[Problem statement] Find every line in the listing below that contains the word "dark" and copy each of those lines. Case counts.

Coordinate annotation records
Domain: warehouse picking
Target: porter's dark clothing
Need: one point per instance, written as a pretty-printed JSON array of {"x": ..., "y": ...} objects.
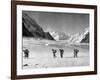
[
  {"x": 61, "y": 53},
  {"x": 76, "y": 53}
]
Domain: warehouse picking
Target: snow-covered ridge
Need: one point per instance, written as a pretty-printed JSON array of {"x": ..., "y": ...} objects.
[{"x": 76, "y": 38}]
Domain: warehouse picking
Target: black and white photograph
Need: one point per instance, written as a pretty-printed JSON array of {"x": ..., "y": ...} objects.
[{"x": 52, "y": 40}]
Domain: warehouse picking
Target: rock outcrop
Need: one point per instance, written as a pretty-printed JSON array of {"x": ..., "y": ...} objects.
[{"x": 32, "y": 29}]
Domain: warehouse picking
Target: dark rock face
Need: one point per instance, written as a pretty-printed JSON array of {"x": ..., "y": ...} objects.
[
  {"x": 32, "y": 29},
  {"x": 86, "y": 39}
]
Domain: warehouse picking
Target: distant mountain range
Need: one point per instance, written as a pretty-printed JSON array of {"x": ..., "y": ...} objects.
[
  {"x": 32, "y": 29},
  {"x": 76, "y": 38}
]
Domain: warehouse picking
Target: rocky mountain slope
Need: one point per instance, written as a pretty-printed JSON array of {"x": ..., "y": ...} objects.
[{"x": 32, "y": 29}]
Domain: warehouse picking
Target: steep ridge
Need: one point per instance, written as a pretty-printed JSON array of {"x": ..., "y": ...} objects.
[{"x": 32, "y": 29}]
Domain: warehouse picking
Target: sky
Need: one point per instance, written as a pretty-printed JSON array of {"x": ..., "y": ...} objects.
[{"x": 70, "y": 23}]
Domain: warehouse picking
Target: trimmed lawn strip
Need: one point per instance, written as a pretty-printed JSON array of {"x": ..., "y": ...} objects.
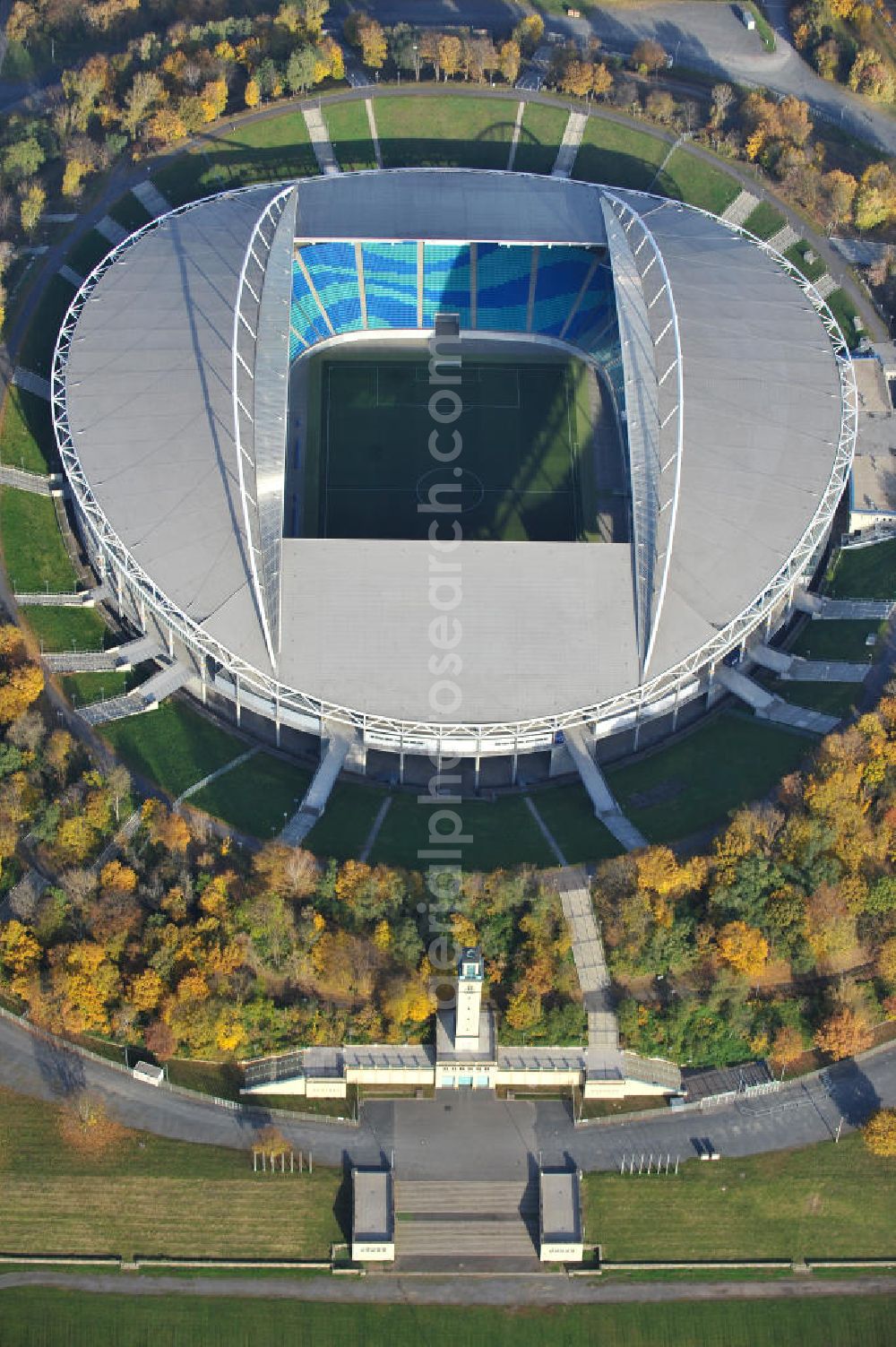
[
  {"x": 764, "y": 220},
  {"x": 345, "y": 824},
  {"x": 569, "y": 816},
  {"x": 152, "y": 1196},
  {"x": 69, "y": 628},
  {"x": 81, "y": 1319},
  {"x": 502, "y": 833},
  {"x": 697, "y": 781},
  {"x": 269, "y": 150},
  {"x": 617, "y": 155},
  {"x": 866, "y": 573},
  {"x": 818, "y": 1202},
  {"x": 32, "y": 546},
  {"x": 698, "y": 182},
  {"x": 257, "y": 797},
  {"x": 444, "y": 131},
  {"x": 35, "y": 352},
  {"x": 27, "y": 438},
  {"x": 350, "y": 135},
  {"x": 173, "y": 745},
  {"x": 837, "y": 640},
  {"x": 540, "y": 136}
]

[Task answer]
Target: porter's dark clothing
Target: dark rock face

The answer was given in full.